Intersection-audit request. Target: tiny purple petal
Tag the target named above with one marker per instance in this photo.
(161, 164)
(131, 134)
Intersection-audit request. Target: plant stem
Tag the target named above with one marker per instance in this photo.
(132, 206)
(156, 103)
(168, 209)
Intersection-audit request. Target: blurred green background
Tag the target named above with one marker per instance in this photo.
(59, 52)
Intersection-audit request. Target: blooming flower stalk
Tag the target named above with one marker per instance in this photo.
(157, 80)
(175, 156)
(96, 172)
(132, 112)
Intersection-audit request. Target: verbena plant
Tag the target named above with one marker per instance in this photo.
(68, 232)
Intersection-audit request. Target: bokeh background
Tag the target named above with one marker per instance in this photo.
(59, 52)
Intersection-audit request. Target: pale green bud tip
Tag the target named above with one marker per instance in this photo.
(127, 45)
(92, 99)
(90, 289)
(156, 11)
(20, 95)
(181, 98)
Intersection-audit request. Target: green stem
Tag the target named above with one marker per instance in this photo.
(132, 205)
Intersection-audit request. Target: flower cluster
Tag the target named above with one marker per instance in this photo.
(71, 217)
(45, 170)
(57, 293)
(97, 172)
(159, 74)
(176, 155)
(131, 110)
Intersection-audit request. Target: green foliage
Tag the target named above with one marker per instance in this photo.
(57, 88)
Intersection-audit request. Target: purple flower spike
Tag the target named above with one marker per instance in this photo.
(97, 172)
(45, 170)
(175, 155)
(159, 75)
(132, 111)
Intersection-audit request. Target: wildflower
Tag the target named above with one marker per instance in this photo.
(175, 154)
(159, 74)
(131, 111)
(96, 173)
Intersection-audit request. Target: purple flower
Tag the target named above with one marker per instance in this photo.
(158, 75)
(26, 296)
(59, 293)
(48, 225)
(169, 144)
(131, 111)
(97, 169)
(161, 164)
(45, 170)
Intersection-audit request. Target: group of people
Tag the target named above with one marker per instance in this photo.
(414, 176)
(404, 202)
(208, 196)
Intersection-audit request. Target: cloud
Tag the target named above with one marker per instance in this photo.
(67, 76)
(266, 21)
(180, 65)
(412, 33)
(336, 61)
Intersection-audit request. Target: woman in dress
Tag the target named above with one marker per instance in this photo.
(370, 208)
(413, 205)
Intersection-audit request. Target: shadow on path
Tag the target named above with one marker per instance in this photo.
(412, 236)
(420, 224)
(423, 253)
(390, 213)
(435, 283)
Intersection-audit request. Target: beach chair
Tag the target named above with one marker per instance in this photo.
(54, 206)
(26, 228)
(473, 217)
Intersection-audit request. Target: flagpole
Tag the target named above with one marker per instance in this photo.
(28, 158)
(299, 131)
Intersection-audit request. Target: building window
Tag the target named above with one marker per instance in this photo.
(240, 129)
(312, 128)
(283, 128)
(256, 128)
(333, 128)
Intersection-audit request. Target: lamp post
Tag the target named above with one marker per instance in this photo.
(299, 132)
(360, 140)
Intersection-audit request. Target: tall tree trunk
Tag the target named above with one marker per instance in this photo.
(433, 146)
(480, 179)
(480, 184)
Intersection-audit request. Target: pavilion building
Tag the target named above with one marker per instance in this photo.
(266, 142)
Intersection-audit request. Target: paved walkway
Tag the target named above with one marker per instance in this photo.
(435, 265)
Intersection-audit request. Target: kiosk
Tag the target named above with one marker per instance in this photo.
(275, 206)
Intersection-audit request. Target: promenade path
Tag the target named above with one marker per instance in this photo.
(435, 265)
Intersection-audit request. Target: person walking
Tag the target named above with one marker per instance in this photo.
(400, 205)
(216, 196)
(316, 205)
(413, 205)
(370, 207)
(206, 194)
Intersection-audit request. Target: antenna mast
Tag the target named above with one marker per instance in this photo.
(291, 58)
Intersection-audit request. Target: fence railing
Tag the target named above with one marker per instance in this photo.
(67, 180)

◆ ◆ ◆ ◆

◆ GIVEN EXERCISE
Copy the rows from the line containing "Intersection-audit request. Target: lamp post" through the last row, requests included, and offset every coordinate in the answers by adding 11 to each value.

◆ OUTPUT OF THE EXERCISE
Intersection-audit request. Target: lamp post
Tag the target named above with one marker per instance in this photo.
(310, 143)
(371, 151)
Intersection-audit request. Target: tall tree trunk
Tag the target named above with one marker per instance in this photo.
(444, 157)
(491, 190)
(491, 195)
Intersection-audit request. Target: pavilion building
Tag the target named above with one marker per instance in this photo.
(277, 153)
Intersection-audit request. Target: paved walkway
Tag the target named above with one marker per instance in this photo.
(446, 276)
Intersection-audit request. Target: kiosk
Tag the target named above with one marker per instance in this photo.
(286, 217)
Intersection-audit request. Target: promenade path
Tag the target named above with one marker per instance in this photo.
(446, 276)
Intersection-audit request. Target: person walking
Tag the target named above with one marker per instance in this photo.
(411, 216)
(227, 207)
(327, 216)
(424, 216)
(381, 218)
(217, 205)
Intersection-audit request. Target: antenna mast
Tag the target named above with one marker per instance in this photo.
(302, 69)
Intersection-audit request. Target: fence railing
Tag the target named above with one marker per instance in this photo.
(78, 191)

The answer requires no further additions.